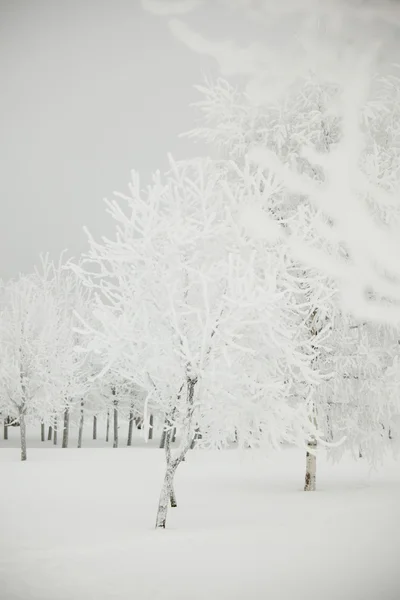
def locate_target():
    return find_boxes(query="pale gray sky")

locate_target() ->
[0,0,217,278]
[0,0,400,279]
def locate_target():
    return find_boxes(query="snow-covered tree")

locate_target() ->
[180,65,399,480]
[152,0,400,326]
[76,161,328,527]
[0,276,60,460]
[35,254,93,448]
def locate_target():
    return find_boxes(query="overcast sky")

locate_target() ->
[0,0,400,278]
[0,0,219,278]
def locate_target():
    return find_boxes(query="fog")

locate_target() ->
[0,0,216,279]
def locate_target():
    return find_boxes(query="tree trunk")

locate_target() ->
[19,412,27,460]
[304,439,317,492]
[113,399,118,448]
[169,478,177,508]
[78,400,85,448]
[106,409,110,442]
[156,465,176,529]
[156,377,197,529]
[160,420,167,448]
[190,427,201,450]
[126,410,134,446]
[53,417,58,446]
[61,406,69,448]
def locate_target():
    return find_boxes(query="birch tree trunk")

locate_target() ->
[113,399,118,448]
[53,417,58,446]
[126,410,134,446]
[156,376,197,529]
[160,418,167,448]
[78,400,85,448]
[61,406,69,448]
[106,409,110,442]
[304,439,317,492]
[156,465,176,529]
[19,411,27,460]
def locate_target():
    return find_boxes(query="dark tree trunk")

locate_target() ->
[190,427,202,450]
[53,417,58,446]
[19,412,27,460]
[126,410,134,446]
[304,439,317,492]
[113,399,118,448]
[156,377,197,529]
[78,400,85,448]
[106,409,110,442]
[61,406,69,448]
[160,418,168,448]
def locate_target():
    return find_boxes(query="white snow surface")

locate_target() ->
[0,428,400,600]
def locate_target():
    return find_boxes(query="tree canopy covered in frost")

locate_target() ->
[76,161,324,446]
[0,0,400,527]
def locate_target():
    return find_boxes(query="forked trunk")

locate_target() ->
[156,377,197,529]
[106,409,110,442]
[53,417,58,446]
[156,465,176,529]
[113,400,118,448]
[169,478,177,508]
[61,406,69,448]
[78,400,85,448]
[190,427,202,450]
[126,410,134,446]
[19,412,27,460]
[160,419,167,448]
[304,439,317,492]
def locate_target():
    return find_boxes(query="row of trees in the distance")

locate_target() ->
[0,4,400,527]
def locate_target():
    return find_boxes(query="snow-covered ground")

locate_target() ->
[0,428,400,600]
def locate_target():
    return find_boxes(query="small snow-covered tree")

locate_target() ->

---

Render every item above as a JSON list of strings, one string per line, with blank lines omitted. Leave the picture out of the list.

» Expected answer
[
  "def locate_target():",
  "    return find_boxes(query=\"pale gray sky\")",
  "locate_target() ->",
  "[0,0,217,278]",
  "[0,0,400,279]",
  "def locate_target():",
  "    return find_boxes(query=\"snow-covered tree\")",
  "locate_target() ->",
  "[180,65,399,480]",
  "[152,0,400,326]",
  "[76,161,328,527]",
  "[0,276,60,460]",
  "[35,254,93,448]",
  "def locate_target():",
  "    return find_boxes(query=\"overcast sky\")",
  "locate_target() ->",
  "[0,0,400,278]",
  "[0,0,219,278]",
  "def locate_target():",
  "    return find_boxes(query=\"fog\")",
  "locate_target() ->",
  "[0,0,216,279]",
  "def locate_target():",
  "    return find_boxes(query=\"tree trunk\")",
  "locate_target() ->",
  "[19,412,27,460]",
  "[304,439,317,492]",
  "[113,399,118,448]",
  "[169,478,177,508]",
  "[78,400,85,448]",
  "[106,409,110,442]",
  "[156,465,176,529]",
  "[156,377,197,529]",
  "[160,420,167,448]",
  "[190,427,201,450]",
  "[126,410,134,446]",
  "[53,417,58,446]",
  "[61,406,69,448]",
  "def locate_target():",
  "    return find_boxes(query=\"birch tree trunk\")",
  "locate_target() ->",
  "[113,399,118,448]",
  "[53,417,58,446]",
  "[126,410,134,446]",
  "[156,376,197,529]",
  "[160,418,167,448]",
  "[78,400,85,448]",
  "[61,406,69,448]",
  "[106,409,110,442]",
  "[304,439,317,492]",
  "[156,465,176,529]",
  "[19,411,27,460]",
  "def locate_target():",
  "    return find_boxes(query=\"dark tree trunk\")",
  "locate_target() ->",
  "[190,427,202,450]",
  "[53,417,58,446]",
  "[19,412,27,460]",
  "[126,410,134,446]",
  "[304,439,317,492]",
  "[113,399,118,448]",
  "[156,377,197,529]",
  "[78,400,85,448]",
  "[106,409,110,442]",
  "[61,406,69,448]",
  "[160,418,168,448]",
  "def locate_target():",
  "    return find_boxes(query=\"white snow surface\")",
  "locate_target() ->",
  "[0,428,400,600]",
  "def locate_target():",
  "    return find_boxes(query=\"tree canopy covered in frost\")",
  "locate_target() ->",
  "[76,161,324,446]",
  "[0,0,400,527]",
  "def locate_target():",
  "    return find_boxes(query=\"forked trunk\")",
  "locate_target() ->",
  "[156,377,197,529]",
  "[106,409,110,442]",
  "[53,417,58,446]",
  "[156,465,176,529]",
  "[113,400,118,448]",
  "[169,478,177,508]",
  "[61,406,69,448]",
  "[78,400,85,448]",
  "[190,427,202,450]",
  "[126,410,134,446]",
  "[19,412,27,460]",
  "[160,419,167,448]",
  "[304,439,317,492]",
  "def locate_target():",
  "    return find_boxes(query=\"row of trees in the distance\")",
  "locate_target() ->",
  "[0,4,400,527]",
  "def locate_target():",
  "    return find_boxes(query=\"snow-covered ground\")",
  "locate_target() ->",
  "[0,428,400,600]",
  "def locate_target():",
  "    return find_boxes(query=\"small snow-covered tree\")",
  "locate_target() ->"
]